Start Passage shown
What has been generated is what I like to call «mobility complex» which is a new system of economy, society and resources. That have spread around the world and this mobility complex is remaking consumption, pleasure, work, friendship and family life.

One of the most interesting writers about that is Zygmunt Bauman. He says, as a consequence of this complex «mobility climbs to the rank of the uppermost among the coveted values – and the freedom to move, perpetually a scarce and unequally distributed commodity, fast becomes the main stratifying factor of our late-modern or postmodern times». Mobility inequalities become central to understanding contemporary societies. And of course as people move about gaining new addresses in their address books so that network extends, they then become more networked and networking thus is a form of inequality.

As I said earlier, movement and especially the capacity to move through what I call network capital have become particularly significant. Network capital may consist of the number of features: the ability to access forms of movement (the capacity to repair a journey when something goes wrong with it and then other alternative could replace it), to know about these forms of movement through, for example, timetables, access to information and communication systems.

My argument is that the contemporary social science ought to take very much into the hand these inequalities of network capital and network capital is obviously connected to income and wealth, it is, as Bauman says, a main stratifying factor in contemporary times and we should study network capital alongside economic capital and cultural capital.

Q: Is network capital measurable or is it just a metaphor?

JU: Yes, it is certainly not as easily measurable as you could measure the economic capital or the distribution of income or wealth but of course normally we would think that, for example, relationships of social class involves more than just a distribution of income and wealth but these are sets of relations, so network capital would also be a set of relations and it would involve therefore indicators – say, the number of different forms of transport that any individual has access to, forms of communications, the reliability and consistency of those, the degree to which in a given society those were consistent and integrated with each other, the degree to which it was possible for particular groups to repair situations where there might be a some kind of a breakdown. So I think what we could do is to study it at a specific level – particular social groups, to establish how and why these groups have high or low network capital. It would be difficult to produce a national distribution but then that would be true for other forms of basis of stratification as well.
End Passage shown
Start Records
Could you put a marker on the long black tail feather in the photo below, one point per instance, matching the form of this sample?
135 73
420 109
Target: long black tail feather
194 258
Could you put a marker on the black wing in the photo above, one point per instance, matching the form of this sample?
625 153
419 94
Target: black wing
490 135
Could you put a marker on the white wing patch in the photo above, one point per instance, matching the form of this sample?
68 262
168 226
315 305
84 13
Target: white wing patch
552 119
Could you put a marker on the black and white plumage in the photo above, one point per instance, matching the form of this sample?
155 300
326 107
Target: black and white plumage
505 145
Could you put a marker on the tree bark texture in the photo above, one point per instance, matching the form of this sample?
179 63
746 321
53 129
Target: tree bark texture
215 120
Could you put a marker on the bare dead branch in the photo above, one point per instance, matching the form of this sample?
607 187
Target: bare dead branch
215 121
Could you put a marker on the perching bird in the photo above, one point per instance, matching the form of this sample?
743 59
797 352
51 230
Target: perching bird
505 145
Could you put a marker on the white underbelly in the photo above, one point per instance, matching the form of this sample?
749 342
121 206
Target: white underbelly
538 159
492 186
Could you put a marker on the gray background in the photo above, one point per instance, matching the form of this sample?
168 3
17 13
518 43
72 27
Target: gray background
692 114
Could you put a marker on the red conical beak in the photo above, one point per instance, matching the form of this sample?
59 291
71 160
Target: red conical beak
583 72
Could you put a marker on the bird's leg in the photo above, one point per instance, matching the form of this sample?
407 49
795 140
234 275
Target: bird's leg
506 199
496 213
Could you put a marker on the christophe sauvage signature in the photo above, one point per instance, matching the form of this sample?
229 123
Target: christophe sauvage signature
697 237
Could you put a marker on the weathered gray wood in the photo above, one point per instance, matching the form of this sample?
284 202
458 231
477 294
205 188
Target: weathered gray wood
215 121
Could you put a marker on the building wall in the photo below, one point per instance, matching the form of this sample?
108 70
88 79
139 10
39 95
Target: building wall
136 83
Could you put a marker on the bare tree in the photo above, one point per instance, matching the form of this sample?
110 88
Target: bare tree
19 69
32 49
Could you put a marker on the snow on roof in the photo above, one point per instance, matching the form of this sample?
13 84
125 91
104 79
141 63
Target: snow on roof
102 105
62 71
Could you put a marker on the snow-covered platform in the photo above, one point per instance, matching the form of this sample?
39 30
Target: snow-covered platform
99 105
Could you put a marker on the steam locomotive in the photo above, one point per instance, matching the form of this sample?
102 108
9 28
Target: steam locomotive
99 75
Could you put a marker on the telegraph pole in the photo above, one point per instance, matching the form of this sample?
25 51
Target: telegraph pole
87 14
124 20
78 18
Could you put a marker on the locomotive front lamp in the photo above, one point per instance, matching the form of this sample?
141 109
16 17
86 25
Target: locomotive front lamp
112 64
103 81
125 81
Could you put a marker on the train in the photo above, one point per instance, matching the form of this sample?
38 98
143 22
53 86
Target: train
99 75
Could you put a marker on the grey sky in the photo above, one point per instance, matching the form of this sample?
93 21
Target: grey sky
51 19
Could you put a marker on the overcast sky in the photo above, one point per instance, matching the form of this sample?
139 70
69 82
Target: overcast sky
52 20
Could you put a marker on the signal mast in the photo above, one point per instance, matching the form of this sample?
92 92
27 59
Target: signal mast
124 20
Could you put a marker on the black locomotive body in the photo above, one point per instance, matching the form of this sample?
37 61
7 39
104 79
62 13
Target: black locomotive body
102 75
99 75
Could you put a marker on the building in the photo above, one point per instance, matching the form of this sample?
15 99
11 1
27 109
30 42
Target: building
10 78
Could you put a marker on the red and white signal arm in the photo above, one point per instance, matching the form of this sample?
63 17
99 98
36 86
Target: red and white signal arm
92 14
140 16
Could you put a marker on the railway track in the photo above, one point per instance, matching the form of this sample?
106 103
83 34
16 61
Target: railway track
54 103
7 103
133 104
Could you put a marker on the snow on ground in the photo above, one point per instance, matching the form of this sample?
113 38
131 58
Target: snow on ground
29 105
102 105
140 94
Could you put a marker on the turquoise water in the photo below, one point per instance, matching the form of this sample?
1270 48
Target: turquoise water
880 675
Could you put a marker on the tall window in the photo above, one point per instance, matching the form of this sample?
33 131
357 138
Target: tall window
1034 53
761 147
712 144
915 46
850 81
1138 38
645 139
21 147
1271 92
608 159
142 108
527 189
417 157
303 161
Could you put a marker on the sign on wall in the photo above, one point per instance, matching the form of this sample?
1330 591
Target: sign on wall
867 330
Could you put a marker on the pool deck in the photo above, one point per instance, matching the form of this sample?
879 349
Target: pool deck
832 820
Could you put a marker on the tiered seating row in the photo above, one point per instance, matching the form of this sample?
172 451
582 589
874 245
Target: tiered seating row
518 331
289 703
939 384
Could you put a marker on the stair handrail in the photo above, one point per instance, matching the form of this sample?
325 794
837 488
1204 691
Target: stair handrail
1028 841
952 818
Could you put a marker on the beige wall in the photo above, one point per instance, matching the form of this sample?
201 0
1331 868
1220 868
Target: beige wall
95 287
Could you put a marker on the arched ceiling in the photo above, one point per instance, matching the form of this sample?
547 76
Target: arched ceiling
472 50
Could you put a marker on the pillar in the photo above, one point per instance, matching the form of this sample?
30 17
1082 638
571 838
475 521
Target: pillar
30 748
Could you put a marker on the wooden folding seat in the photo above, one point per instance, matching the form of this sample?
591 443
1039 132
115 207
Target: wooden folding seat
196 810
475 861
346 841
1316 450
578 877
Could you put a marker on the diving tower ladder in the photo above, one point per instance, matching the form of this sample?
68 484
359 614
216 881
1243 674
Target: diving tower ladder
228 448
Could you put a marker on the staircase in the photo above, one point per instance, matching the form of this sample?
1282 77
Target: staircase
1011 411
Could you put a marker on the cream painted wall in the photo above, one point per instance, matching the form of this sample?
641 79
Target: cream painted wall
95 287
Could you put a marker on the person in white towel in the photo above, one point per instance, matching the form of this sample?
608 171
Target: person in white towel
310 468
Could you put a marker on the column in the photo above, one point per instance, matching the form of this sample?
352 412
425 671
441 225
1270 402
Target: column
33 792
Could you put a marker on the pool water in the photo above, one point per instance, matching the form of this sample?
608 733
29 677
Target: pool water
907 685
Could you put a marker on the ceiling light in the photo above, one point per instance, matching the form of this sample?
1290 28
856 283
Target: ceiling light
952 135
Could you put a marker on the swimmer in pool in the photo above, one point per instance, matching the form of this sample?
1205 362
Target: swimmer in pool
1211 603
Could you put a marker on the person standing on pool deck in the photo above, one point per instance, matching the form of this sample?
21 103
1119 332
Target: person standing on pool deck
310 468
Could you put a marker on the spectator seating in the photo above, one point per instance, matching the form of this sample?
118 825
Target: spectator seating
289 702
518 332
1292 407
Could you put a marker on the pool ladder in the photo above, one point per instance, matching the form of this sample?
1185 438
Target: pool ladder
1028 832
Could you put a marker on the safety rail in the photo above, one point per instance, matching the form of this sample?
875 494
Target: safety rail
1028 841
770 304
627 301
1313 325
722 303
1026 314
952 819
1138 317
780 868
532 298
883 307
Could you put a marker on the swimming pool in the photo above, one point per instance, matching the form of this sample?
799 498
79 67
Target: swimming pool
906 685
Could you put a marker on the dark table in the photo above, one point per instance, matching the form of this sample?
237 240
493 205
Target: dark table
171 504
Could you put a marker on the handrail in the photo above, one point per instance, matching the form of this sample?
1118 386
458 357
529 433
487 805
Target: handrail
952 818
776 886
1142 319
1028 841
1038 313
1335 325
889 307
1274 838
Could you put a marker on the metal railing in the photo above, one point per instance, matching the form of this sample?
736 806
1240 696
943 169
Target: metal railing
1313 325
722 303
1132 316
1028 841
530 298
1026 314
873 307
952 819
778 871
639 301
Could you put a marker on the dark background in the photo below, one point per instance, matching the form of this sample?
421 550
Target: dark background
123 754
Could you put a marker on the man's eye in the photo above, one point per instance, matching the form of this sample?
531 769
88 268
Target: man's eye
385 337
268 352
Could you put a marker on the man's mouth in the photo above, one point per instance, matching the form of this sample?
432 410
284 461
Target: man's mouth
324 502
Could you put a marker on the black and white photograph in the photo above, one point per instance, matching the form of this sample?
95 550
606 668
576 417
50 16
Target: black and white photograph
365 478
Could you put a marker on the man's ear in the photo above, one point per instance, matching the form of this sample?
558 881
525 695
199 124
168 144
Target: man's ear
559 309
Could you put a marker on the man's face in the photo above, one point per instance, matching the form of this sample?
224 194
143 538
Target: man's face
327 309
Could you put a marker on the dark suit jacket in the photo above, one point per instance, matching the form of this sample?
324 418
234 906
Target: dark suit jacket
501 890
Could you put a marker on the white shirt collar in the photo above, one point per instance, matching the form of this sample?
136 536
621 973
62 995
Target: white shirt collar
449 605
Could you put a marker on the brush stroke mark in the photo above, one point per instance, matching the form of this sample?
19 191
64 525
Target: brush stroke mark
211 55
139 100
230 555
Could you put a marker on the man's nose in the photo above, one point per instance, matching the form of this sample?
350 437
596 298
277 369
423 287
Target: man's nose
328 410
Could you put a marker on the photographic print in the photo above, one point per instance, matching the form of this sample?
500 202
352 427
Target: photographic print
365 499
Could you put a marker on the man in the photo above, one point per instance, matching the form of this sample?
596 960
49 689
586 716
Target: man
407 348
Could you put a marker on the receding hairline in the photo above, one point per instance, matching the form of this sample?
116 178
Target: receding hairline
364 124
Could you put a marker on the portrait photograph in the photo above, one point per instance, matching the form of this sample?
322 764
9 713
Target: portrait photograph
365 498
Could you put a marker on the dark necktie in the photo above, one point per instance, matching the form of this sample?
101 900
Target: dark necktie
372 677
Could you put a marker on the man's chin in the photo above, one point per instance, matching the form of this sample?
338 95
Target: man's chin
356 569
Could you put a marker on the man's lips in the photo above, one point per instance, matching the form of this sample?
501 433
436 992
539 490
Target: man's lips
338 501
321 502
End Records
Requirements:
1. Extract every line of the entries that contains the string "front", treating uppercase and lowercase letters as distinct.
2. Proceed with the interview passage on mobility and network capital above, continuing it from where it stops.

Results:
1.
Could you put a marker on the locomotive front lamp in the photo above, one point per instance, matching the form of this sample?
Target: locomotive front lamp

2.
I am writing a book with Anthony Elliott called «Mobile lives» and he is been doing a research on what we call «the globals» – those who are hugely rich and with high levels of network capital and we have to some degree being exploring through his research how to study the network capital of what we might loosely call «the super rich» whose lives are formed through movement. There is no problem in moving from one country to another because «the super rich» would have homes in those countries as opposed to merely having to book a hotel room or sleeping on somebody’s couch. And of course also there are some groups who compensate for relatively low network capital such as youngish people who in a way often travel in ways more than they «ought to», given their income – for example couchsurfing networks is an interesting way of getting around or compensating for limitations on network capital. So there lots of ways in which one can begin to study at least for specific groups the huge inequalities. I’m not sure whether these inequalities are more pronounced than distribution of income and wealth but they are certainly very pronounced and also they are obviously very significant by ethnicity, by gender, in complicated ways by age and so on.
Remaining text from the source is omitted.